--- Information ---
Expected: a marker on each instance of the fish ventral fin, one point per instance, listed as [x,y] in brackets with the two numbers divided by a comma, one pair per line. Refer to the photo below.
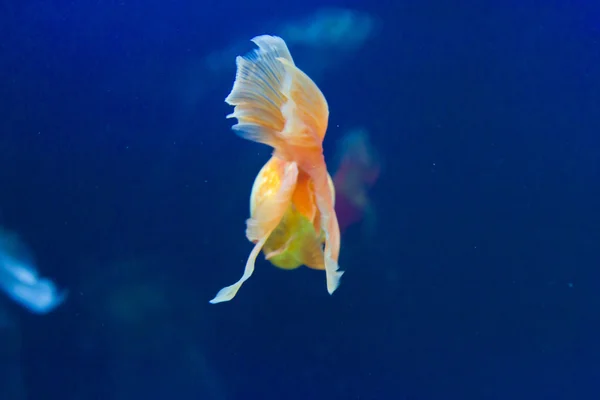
[260,225]
[274,102]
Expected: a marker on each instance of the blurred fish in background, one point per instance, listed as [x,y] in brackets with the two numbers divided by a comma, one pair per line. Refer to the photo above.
[20,280]
[358,166]
[321,40]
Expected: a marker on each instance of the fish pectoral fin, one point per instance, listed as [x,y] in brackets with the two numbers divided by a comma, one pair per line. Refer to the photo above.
[260,226]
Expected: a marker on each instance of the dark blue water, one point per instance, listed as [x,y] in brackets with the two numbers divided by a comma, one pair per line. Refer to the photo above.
[482,281]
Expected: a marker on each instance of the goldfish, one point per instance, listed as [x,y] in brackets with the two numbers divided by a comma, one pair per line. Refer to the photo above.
[292,215]
[20,280]
[357,171]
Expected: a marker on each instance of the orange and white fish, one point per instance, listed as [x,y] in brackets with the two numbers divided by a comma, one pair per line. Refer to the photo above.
[292,211]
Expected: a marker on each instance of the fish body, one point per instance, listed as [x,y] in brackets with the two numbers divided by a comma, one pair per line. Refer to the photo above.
[292,216]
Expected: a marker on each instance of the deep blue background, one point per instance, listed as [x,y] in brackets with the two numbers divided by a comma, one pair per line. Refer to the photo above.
[483,281]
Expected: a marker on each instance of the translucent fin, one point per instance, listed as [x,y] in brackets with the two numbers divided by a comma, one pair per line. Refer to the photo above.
[329,223]
[267,216]
[275,102]
[312,255]
[256,93]
[307,112]
[229,292]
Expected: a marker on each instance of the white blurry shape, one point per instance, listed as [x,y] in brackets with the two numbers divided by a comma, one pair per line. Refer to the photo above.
[20,280]
[320,41]
[339,28]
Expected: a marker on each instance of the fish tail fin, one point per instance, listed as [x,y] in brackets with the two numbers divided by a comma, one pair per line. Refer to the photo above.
[274,102]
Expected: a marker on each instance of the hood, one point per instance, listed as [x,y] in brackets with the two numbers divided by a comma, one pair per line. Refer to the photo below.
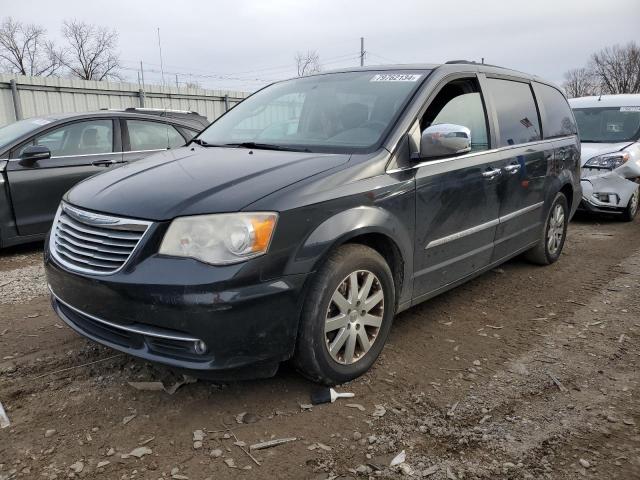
[196,180]
[590,150]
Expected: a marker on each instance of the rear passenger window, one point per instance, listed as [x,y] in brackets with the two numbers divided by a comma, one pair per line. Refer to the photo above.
[557,120]
[145,135]
[516,110]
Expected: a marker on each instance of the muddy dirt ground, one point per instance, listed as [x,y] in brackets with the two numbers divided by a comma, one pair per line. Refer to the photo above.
[524,373]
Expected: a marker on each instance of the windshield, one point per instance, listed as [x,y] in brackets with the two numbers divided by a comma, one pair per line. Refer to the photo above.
---
→ Instructions for the task:
Transcribe only the trailing portion of the entries above: the line that contains "Expected: a marker on each instance of the rear" and each line after it.

→ Task result:
Expected: a marker on each instance of the rear passenger window, one point per instance, listed as [x,y] in brackets with the two numbers divided by a comma, one pair per line. Refer to the photo above.
[557,120]
[145,135]
[516,110]
Expected: a marker on each instance of the muddy dirt ground, one point per instance, listed as [x,y] in brackets with the two numbers divided by a comma, one pair per line. Refer to the photo above.
[524,373]
Expected: a marker on each instance of the windshield, one point per instance, listed as [x,y] in brackets with the two numbers divided by a comma, one pair per line. Refer to the photo above.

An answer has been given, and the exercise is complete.